If crypto is an attention market, KOLs (Key Opinion Leaders) are its market makers.
Between 2024 to 2025, their business model has professionalized, fragmented, and thanks to leaks, sleuths, and a few spectacular scandals, been dragged into brighter light.
But before we dive into the mess, a quick refresher…
What’s a KOL Again?
In the crypto world, a KOL (Key Opinion Leader) is more than “someone with many followers.” They are the folks whose posts, spaces, or videos can, sometimes, move markets, shape sentiment, or lend credibility to a fledgling token. Their perceived value lies in three things:
- Trust & credibility (or at least the appearance of it)
- Access to “alpha” (early info, project teasers, behind-the-scenes whispers)
- Amplification (many eyes, many ears, one loud megaphone)

SET TASK:
Answer these from the passage on crypto KOLs:
(a) If crypto is an attention market, what does the passage call KOLs?
(b) Over which years does it say their business model professionalized?
(c) What three things does it say their perceived value lies in?
The material that comes next was taken from a separate source.

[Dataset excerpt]
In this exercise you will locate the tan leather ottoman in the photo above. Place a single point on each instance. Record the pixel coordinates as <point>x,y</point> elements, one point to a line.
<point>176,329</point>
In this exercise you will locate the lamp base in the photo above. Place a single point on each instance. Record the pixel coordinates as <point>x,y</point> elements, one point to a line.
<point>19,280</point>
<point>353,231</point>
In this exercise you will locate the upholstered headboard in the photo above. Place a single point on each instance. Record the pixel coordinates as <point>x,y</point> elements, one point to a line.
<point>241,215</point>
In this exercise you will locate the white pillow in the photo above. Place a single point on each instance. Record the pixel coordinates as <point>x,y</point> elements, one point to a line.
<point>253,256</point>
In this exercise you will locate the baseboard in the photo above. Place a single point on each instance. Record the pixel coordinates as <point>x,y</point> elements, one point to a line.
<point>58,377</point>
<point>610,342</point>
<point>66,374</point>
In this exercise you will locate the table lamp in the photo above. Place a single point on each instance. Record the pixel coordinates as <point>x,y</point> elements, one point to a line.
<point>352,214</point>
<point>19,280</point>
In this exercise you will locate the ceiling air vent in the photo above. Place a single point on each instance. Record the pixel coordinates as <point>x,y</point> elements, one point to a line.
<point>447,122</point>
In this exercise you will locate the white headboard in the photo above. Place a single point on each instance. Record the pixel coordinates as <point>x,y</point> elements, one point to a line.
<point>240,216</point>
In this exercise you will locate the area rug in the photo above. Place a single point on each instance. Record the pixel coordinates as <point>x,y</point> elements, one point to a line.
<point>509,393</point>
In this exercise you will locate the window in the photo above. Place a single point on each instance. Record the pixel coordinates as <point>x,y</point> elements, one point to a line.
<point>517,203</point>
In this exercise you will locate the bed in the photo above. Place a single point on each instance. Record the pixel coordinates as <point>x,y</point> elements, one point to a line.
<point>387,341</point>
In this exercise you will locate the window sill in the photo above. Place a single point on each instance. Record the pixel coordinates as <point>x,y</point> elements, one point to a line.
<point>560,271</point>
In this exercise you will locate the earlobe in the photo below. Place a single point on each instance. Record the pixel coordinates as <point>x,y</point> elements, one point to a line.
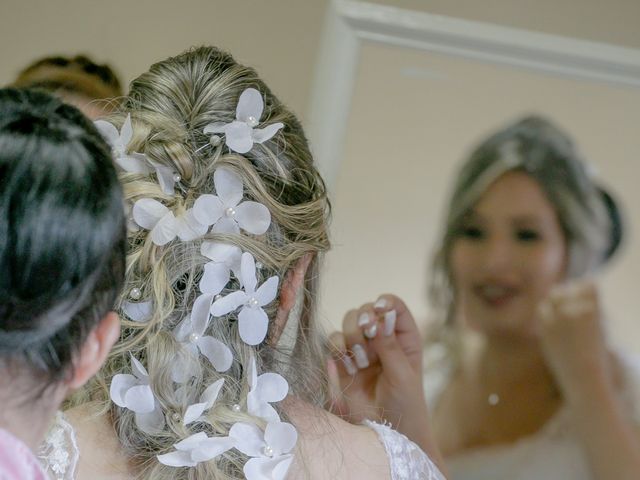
<point>95,350</point>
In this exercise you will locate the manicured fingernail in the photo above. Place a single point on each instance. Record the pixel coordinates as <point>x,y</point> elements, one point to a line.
<point>389,322</point>
<point>371,331</point>
<point>349,366</point>
<point>363,319</point>
<point>361,356</point>
<point>381,303</point>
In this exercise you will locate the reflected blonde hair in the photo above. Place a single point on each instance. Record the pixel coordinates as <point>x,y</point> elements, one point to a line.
<point>170,105</point>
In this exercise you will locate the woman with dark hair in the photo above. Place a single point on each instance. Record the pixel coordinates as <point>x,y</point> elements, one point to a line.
<point>522,382</point>
<point>62,247</point>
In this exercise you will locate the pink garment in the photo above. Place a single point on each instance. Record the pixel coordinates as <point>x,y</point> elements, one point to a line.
<point>17,461</point>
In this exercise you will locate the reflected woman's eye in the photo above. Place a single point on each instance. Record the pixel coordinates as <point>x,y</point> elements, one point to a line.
<point>527,235</point>
<point>471,232</point>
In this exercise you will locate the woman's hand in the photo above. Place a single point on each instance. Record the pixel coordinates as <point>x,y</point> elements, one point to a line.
<point>377,365</point>
<point>572,337</point>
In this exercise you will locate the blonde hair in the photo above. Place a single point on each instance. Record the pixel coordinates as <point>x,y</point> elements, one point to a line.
<point>169,106</point>
<point>543,151</point>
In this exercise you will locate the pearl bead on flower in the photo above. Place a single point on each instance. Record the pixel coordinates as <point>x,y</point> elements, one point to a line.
<point>268,451</point>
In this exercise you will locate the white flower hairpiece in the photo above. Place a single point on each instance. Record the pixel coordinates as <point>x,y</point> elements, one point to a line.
<point>241,134</point>
<point>265,389</point>
<point>270,451</point>
<point>134,162</point>
<point>134,393</point>
<point>253,322</point>
<point>195,449</point>
<point>191,333</point>
<point>226,211</point>
<point>164,225</point>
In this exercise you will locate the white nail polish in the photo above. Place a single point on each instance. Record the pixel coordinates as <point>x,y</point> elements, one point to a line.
<point>389,322</point>
<point>381,303</point>
<point>360,355</point>
<point>349,366</point>
<point>371,331</point>
<point>363,319</point>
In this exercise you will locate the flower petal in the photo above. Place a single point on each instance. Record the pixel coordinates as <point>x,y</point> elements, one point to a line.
<point>280,436</point>
<point>216,127</point>
<point>216,352</point>
<point>267,292</point>
<point>271,387</point>
<point>228,187</point>
<point>189,228</point>
<point>215,277</point>
<point>253,217</point>
<point>212,447</point>
<point>151,423</point>
<point>228,303</point>
<point>193,412</point>
<point>220,252</point>
<point>210,395</point>
<point>177,459</point>
<point>140,399</point>
<point>138,311</point>
<point>253,324</point>
<point>165,177</point>
<point>200,314</point>
<point>248,273</point>
<point>248,438</point>
<point>250,104</point>
<point>261,135</point>
<point>226,225</point>
<point>208,209</point>
<point>238,137</point>
<point>138,369</point>
<point>133,163</point>
<point>147,212</point>
<point>120,384</point>
<point>165,230</point>
<point>262,468</point>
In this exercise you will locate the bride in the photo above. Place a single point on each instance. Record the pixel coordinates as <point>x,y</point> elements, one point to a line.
<point>218,372</point>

RESULT OF THIS TASK:
(a) Its market makers.
(b) 2024 to 2025.
(c) Trust and credibility, access to "alpha," and amplification.